**Passage**:

If you've ever read a blog on trading when LSTMs came out, you'd have seen all sorts of weird stuff with predicting the price at t+1 on a very bad train/test split, where the author would usually say "it predicts t+1 with 99% accuracy compared to t", and the graph would be an exact copy with a t+1 offset.

So eye-balling the graph looks great, almost perfect even, until you realize that in real-time the model would've predicted yesterday's high on today's market crash and you'd have lost everything.

	▲	blitzar 2 hours ago \| parent [-]
		if you feed in price i.e. 280.1, 281.5, 281.9 ... you are going to get some pretty good looking results when it comes to predicting the next days price (t+1) with a margin of +/- a percent or so.

▲

throwawayffffas 4 hours ago | parent | prev [-]

To be fair to chartists, they try to identify if they are in a bear market or one is coming and get out early.

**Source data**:
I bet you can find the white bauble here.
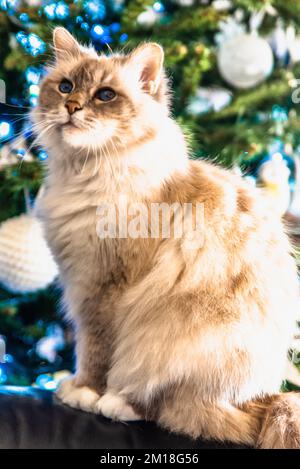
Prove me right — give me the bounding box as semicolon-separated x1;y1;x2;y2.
289;36;300;63
218;34;274;89
137;8;159;28
0;215;58;293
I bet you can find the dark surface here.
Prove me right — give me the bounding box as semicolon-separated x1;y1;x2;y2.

**Tasks to carry out**:
- A) In the thread on LSTM price prediction, what do chartists try to identify?
- B) Write what comes next in the thread on LSTM price prediction, picking up after its final comment.

**Exercise answers**:
- A) Whether they are in a bear market or one is coming, so they can get out early.

- B)
▲ micromacrofoot 3 hours ago | parent | prev | next [-]

probably hitching onto sycophancy for the parent company and getting lucky as a result... that Grok September rally aligns somewhat with TSLA for instance

▲ KPGv2 15 hours ago | parent | prev | next [-]

Also studying for eight months is not useful. Loads of traders do this well for eight months and then do shit for the next five years. And tellingly, they didn't beat the S&P 500. They invested in something else that beat the S&P 500. And the one that didn't invest in that something did worse than the S&P 500.

What this tells me is they were lucky to have picked something that would beat the market for now.

▲ seanmcdirmid 17 hours ago | parent | prev [-]

We had this discussion in previous posts about congressional leaders who had the risk appetite to go tech heavy and therefore outperformed normal congress critters.

Going heavy on tech can be rewarding, but you are taking on more risk of losing big in a tech crash. We all know that, and if you don't have that money to play riskier moves, its not really a move you can take.

Long term it is less of a win if a tech bubble builds and pops before you can exit (and you can't out it out to re-inflate).

▲

directevolve an hour ago | parent | next [-]

This is a wildly disingenuous interpretation of that study.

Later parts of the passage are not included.